Task goal:
I'd like the listing below copied exactly, with the images left out.
Source information: Begin
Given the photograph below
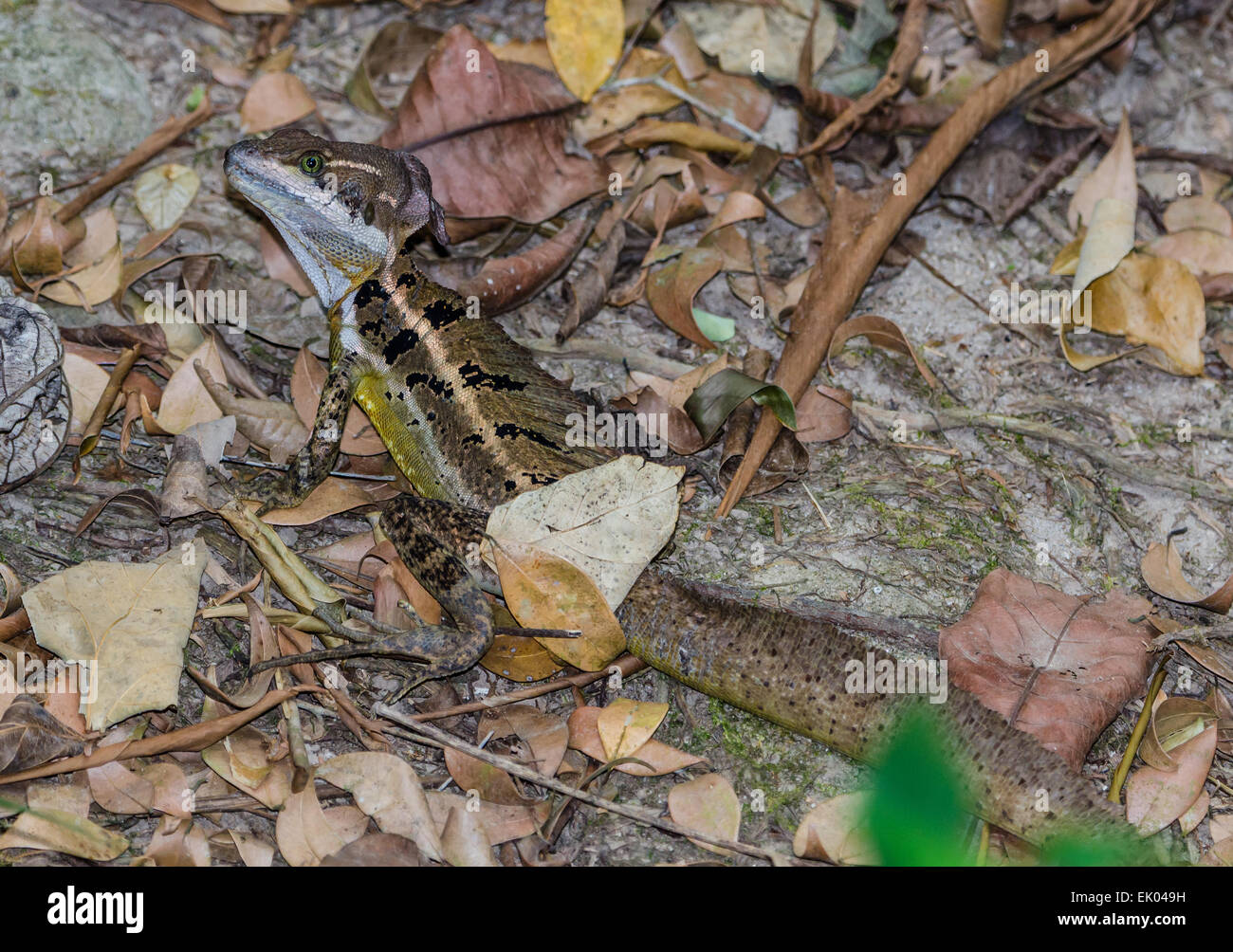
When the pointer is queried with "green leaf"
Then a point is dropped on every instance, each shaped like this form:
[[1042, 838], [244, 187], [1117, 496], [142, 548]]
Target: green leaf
[[916, 814], [719, 394], [715, 328]]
Source information: End
Response:
Given the photograph below
When the pointer is queried with "green leaf"
Then a point is dropped on every instance, each shaped like this form:
[[1042, 838], [244, 187], [1117, 496], [142, 548]]
Target: green leaf
[[916, 814], [719, 394], [715, 328]]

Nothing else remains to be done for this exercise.